— begin —

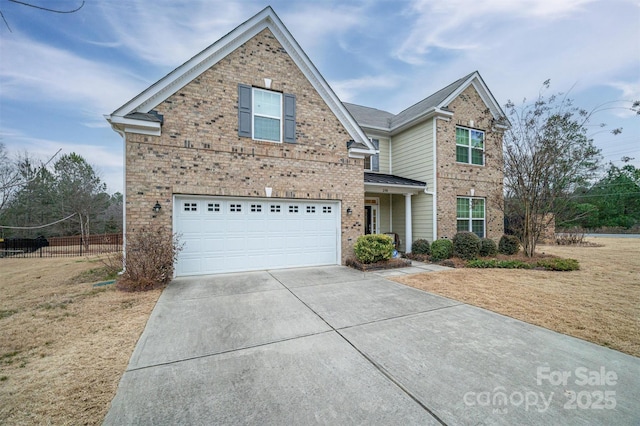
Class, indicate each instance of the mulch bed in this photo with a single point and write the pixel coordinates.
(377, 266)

— end —
— begin —

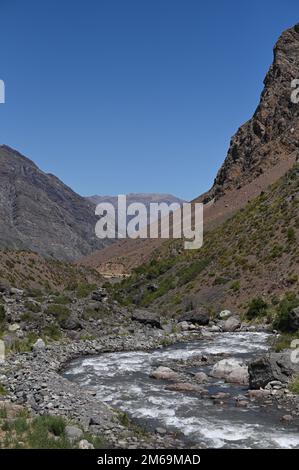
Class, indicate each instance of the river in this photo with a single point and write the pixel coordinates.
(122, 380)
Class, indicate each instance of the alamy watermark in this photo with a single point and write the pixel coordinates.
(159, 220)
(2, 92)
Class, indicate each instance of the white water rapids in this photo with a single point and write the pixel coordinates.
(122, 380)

— end —

(Given request):
List each line of the records above that contains the word "watermark".

(Output):
Class, indicate each instance of the alamy watermark in this photo with a single point and write the pixel coordinates.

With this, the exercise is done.